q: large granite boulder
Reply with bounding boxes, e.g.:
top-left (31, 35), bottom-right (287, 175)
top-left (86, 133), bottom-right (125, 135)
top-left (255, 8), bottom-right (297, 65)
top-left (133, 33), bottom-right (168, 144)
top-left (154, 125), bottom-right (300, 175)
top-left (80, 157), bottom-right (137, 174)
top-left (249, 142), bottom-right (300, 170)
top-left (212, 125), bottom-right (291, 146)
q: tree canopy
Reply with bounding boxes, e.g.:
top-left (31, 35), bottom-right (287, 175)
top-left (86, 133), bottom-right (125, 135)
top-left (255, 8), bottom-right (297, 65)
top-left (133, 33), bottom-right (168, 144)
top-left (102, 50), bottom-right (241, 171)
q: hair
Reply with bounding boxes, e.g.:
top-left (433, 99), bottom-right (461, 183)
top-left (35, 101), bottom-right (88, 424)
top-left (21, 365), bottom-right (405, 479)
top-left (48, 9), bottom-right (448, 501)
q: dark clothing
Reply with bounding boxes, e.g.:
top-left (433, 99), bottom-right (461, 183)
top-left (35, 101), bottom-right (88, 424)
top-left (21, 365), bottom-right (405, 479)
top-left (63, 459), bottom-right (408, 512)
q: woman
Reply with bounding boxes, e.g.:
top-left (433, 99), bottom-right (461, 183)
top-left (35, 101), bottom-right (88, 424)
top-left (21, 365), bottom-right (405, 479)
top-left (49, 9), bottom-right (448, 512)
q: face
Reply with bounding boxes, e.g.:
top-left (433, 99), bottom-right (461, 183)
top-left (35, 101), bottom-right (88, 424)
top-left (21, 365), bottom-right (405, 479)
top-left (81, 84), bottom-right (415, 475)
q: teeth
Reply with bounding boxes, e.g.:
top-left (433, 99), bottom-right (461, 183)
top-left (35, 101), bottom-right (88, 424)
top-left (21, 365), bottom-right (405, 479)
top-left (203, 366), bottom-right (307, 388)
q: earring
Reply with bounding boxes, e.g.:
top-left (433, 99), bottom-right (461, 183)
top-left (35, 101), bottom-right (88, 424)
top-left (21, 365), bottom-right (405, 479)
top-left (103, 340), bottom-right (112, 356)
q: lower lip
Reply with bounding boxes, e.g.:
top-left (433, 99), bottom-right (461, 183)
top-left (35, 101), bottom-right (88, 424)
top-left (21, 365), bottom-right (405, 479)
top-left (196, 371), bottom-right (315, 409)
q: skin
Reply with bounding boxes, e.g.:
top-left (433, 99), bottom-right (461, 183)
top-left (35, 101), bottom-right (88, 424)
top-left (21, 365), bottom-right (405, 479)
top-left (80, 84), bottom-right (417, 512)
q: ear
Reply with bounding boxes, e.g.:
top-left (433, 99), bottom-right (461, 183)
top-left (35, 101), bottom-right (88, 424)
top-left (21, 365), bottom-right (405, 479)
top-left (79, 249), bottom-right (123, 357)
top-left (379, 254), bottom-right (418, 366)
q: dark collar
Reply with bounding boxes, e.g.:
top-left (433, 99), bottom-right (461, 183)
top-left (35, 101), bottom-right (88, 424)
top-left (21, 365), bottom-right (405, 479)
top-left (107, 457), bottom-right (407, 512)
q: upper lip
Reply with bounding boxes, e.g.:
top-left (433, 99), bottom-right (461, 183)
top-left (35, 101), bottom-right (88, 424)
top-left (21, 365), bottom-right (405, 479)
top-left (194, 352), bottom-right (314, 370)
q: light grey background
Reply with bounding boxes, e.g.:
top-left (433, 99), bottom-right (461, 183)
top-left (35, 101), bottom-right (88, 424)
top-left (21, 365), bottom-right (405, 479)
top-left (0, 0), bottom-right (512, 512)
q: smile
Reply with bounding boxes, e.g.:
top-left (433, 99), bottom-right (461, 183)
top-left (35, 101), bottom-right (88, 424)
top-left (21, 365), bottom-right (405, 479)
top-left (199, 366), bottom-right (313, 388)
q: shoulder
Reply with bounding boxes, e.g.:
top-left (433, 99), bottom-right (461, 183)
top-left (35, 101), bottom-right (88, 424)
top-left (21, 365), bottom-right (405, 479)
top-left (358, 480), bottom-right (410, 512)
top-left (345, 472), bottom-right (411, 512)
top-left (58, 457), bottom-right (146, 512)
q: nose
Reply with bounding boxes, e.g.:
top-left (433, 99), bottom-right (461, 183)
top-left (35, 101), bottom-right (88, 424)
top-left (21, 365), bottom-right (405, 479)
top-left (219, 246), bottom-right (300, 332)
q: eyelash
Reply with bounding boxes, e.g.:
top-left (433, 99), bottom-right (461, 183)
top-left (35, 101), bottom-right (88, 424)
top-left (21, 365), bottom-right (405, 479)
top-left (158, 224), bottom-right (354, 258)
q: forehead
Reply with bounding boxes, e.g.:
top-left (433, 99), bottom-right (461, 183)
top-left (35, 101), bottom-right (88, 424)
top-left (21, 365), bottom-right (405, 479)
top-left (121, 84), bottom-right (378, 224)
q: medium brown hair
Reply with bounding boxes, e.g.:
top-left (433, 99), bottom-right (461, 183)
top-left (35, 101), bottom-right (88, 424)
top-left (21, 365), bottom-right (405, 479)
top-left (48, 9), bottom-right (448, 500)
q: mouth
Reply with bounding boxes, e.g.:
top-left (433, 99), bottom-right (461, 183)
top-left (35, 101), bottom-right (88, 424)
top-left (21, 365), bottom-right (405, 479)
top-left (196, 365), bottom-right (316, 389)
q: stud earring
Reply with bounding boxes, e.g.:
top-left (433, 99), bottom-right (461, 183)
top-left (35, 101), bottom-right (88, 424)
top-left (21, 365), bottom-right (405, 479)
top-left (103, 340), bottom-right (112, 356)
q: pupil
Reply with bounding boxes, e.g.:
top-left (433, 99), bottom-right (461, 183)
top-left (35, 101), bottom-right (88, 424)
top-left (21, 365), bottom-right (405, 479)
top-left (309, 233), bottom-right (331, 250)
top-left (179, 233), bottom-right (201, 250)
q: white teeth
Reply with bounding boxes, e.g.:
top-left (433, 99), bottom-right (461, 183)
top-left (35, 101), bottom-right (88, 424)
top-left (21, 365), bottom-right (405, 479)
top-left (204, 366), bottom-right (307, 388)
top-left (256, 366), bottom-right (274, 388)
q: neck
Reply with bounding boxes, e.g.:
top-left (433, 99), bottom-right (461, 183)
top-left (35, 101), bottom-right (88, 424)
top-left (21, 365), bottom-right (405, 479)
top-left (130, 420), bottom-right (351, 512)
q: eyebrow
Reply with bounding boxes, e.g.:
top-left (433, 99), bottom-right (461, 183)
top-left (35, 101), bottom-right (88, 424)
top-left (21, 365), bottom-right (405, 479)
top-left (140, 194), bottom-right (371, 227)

-.-.-

* [Goal of the exercise]:
Copy out all of the lines above again, swapping "bounding boxes" for "box coordinates" wherever it appears and leaving everything else untouched.

* [Solution to this exercise]:
q: large granite boulder
Reply with box coordinates, e.g.:
top-left (31, 35), bottom-right (287, 175)
top-left (86, 133), bottom-right (125, 135)
top-left (255, 8), bottom-right (297, 65)
top-left (133, 33), bottom-right (168, 144)
top-left (154, 125), bottom-right (300, 175)
top-left (80, 157), bottom-right (137, 174)
top-left (249, 142), bottom-right (300, 170)
top-left (212, 125), bottom-right (291, 146)
q: tree canopy
Reply with box coordinates, e.g.:
top-left (31, 35), bottom-right (287, 175)
top-left (86, 133), bottom-right (125, 135)
top-left (255, 8), bottom-right (297, 65)
top-left (133, 33), bottom-right (168, 144)
top-left (102, 50), bottom-right (241, 171)
q: hair
Reply with box coordinates, e.g.:
top-left (433, 99), bottom-right (461, 183)
top-left (35, 101), bottom-right (88, 424)
top-left (21, 365), bottom-right (405, 479)
top-left (48, 9), bottom-right (448, 501)
q: dark clothing
Reply with box coordinates, e.g.:
top-left (433, 99), bottom-right (461, 183)
top-left (35, 101), bottom-right (88, 424)
top-left (21, 365), bottom-right (405, 479)
top-left (63, 459), bottom-right (408, 512)
q: woman
Reply with box coordinates, e.g.:
top-left (433, 99), bottom-right (461, 183)
top-left (35, 101), bottom-right (88, 424)
top-left (21, 365), bottom-right (405, 479)
top-left (49, 9), bottom-right (448, 512)
q: face
Reply with box coordinates, e.g.:
top-left (433, 99), bottom-right (461, 183)
top-left (35, 101), bottom-right (88, 424)
top-left (21, 365), bottom-right (405, 479)
top-left (81, 84), bottom-right (415, 475)
q: teeth
Reply with box coordinates, e.g.:
top-left (433, 99), bottom-right (461, 183)
top-left (35, 101), bottom-right (88, 424)
top-left (21, 365), bottom-right (405, 479)
top-left (203, 366), bottom-right (307, 388)
q: earring
Reply with box coordinates, e.g.:
top-left (433, 99), bottom-right (461, 183)
top-left (35, 101), bottom-right (88, 424)
top-left (21, 365), bottom-right (405, 479)
top-left (103, 340), bottom-right (112, 356)
q: lower lip
Reply with box coordinates, e.g.:
top-left (433, 99), bottom-right (461, 183)
top-left (35, 101), bottom-right (88, 424)
top-left (21, 365), bottom-right (405, 479)
top-left (196, 371), bottom-right (315, 409)
q: skin
Reply with box coordinates, e.g.:
top-left (433, 99), bottom-right (461, 183)
top-left (35, 101), bottom-right (88, 424)
top-left (21, 365), bottom-right (405, 479)
top-left (80, 84), bottom-right (417, 512)
q: ear
Reply with box coordinates, e.g.:
top-left (433, 99), bottom-right (461, 183)
top-left (35, 101), bottom-right (88, 424)
top-left (21, 365), bottom-right (405, 479)
top-left (79, 249), bottom-right (123, 357)
top-left (379, 254), bottom-right (418, 366)
q: dark collar
Reply with box coordinates, e.g.:
top-left (433, 99), bottom-right (461, 183)
top-left (35, 101), bottom-right (88, 424)
top-left (21, 365), bottom-right (405, 479)
top-left (107, 457), bottom-right (407, 512)
q: upper lip
Reply with box coordinates, e.g.:
top-left (433, 99), bottom-right (461, 183)
top-left (35, 101), bottom-right (88, 424)
top-left (21, 365), bottom-right (405, 479)
top-left (194, 352), bottom-right (314, 370)
q: light grey background
Reply with box coordinates, e.g.:
top-left (433, 99), bottom-right (461, 183)
top-left (35, 101), bottom-right (88, 424)
top-left (21, 365), bottom-right (405, 479)
top-left (0, 0), bottom-right (512, 512)
q: smile
Reply with box coordinates, e.g.:
top-left (433, 99), bottom-right (461, 183)
top-left (35, 101), bottom-right (88, 424)
top-left (21, 365), bottom-right (405, 479)
top-left (199, 366), bottom-right (313, 388)
q: shoulder
Reply with box coordinates, e.g.:
top-left (433, 99), bottom-right (461, 183)
top-left (35, 101), bottom-right (88, 424)
top-left (21, 365), bottom-right (405, 479)
top-left (358, 480), bottom-right (410, 512)
top-left (345, 472), bottom-right (411, 512)
top-left (58, 457), bottom-right (146, 512)
q: nose
Reply with box coordinates, e.g.:
top-left (433, 99), bottom-right (461, 183)
top-left (35, 101), bottom-right (88, 424)
top-left (21, 365), bottom-right (405, 479)
top-left (219, 246), bottom-right (300, 332)
q: eyelash
Reply with box coordinates, e.g.:
top-left (433, 99), bottom-right (461, 183)
top-left (35, 101), bottom-right (88, 424)
top-left (21, 365), bottom-right (405, 479)
top-left (158, 224), bottom-right (354, 258)
q: forehead
Reply with box coordinates, e.g.:
top-left (433, 99), bottom-right (461, 183)
top-left (35, 101), bottom-right (88, 424)
top-left (21, 365), bottom-right (405, 479)
top-left (121, 84), bottom-right (378, 224)
q: medium brown hair
Reply with box coordinates, e.g.:
top-left (433, 99), bottom-right (461, 183)
top-left (35, 101), bottom-right (88, 424)
top-left (21, 365), bottom-right (405, 479)
top-left (48, 9), bottom-right (448, 500)
q: mouth
Reply with box coordinates, e.g.:
top-left (433, 99), bottom-right (461, 183)
top-left (35, 101), bottom-right (88, 424)
top-left (21, 365), bottom-right (405, 479)
top-left (196, 365), bottom-right (316, 389)
q: stud earring
Reply with box coordinates, e.g.:
top-left (433, 99), bottom-right (461, 183)
top-left (35, 101), bottom-right (88, 424)
top-left (21, 365), bottom-right (405, 479)
top-left (103, 340), bottom-right (112, 356)
q: pupil
Reply with box coordinates, e.g.:
top-left (433, 99), bottom-right (461, 183)
top-left (35, 101), bottom-right (88, 424)
top-left (21, 365), bottom-right (405, 479)
top-left (309, 233), bottom-right (331, 250)
top-left (179, 233), bottom-right (201, 250)
q: white teeth
Reply with box coordinates, e.g.:
top-left (433, 99), bottom-right (461, 183)
top-left (35, 101), bottom-right (88, 424)
top-left (21, 365), bottom-right (405, 479)
top-left (204, 366), bottom-right (307, 388)
top-left (256, 366), bottom-right (274, 388)
q: neck
Reply with box coordinates, e.g.:
top-left (433, 99), bottom-right (461, 183)
top-left (35, 101), bottom-right (88, 424)
top-left (21, 365), bottom-right (405, 479)
top-left (130, 420), bottom-right (351, 512)
q: eyebrow
Reply with box coordinates, e.g.:
top-left (433, 99), bottom-right (461, 183)
top-left (35, 101), bottom-right (88, 424)
top-left (21, 365), bottom-right (405, 479)
top-left (140, 194), bottom-right (371, 227)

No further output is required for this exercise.